# DIRECTION
Please reproduce the RedisResults parsing issue from "shaunsales commented 4" up to and including "TimeStamp ParseTimeStamp(RedisResult result)".

RedisTimeSeries / NRedisTimeSeries

.Net Client for RedisTimeSeries
https://redistimeseries.io
BSD 3-Clause "New" or "Revised" License
28 stars 11 forks source link

Improve performance and reduce allocations when parsing RedisResults #33

Open shaunsales opened 4 years ago

shaunsales commented 4 years ago

Currently when a RedisResult[] is returned from a TS.RANGE or similar query, we enumerate the entire result and allocate it to a new IReadOnlyCollection. This feels unnecessary, and iteration should be left up to the user.

private static TimeStamp ParseTimeStamp(RedisResult result)
{
    if (result.Type == ResultType.None) return default;
    return new TimeStamp((long)result);
}

private static TimeSeriesTuple ParseTimeSeriesTuple(RedisResult result)

# SUPPLIED INFORMATION
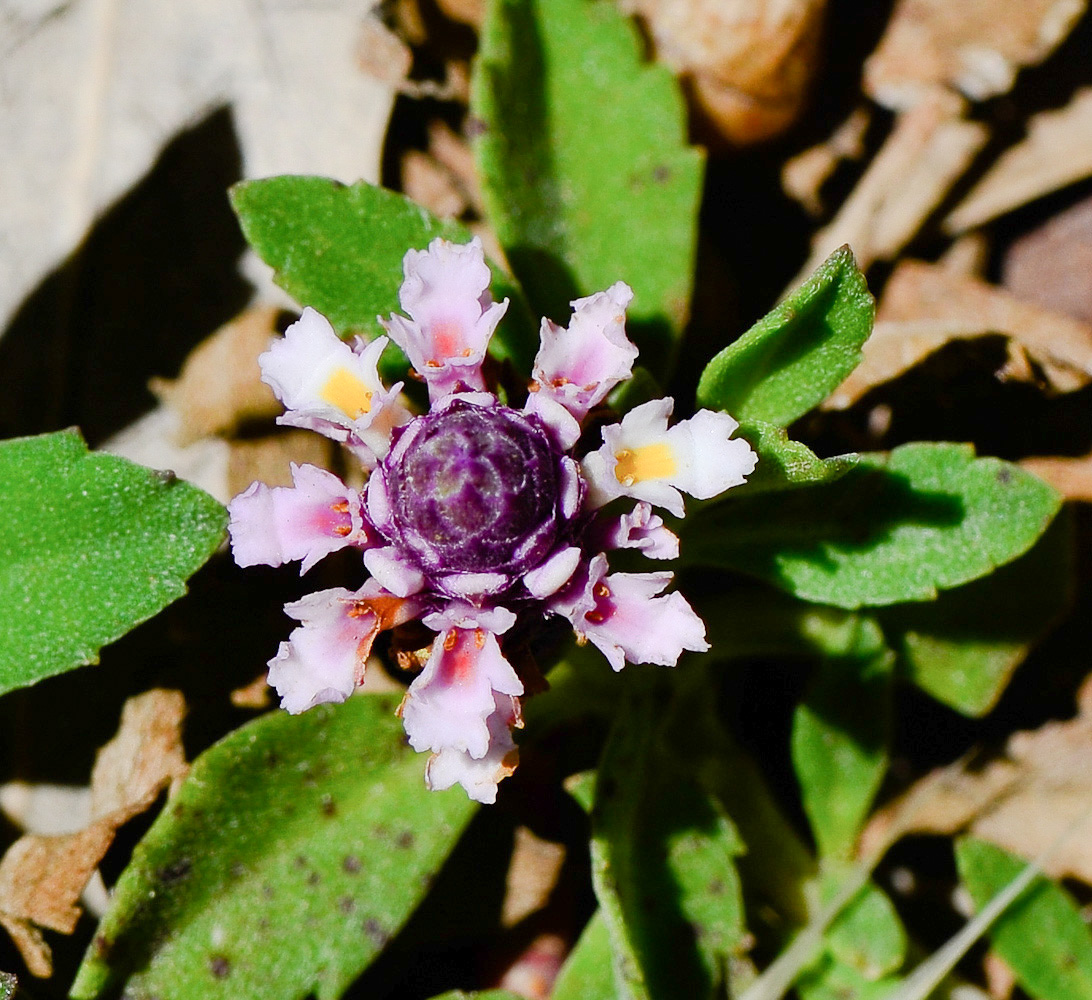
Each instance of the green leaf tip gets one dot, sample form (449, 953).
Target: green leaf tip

# ANSWER TO THE PROBLEM
shaunsales commented 4 years ago

Currently when a RedisResult[] is returned from a TS.RANGE or similar query, we enumerate the entire result and allocate it to a new IReadOnlyCollection. This feels unnecessary, and iteration should be left up to the user.

private static TimeStamp ParseTimeStamp(RedisResult result)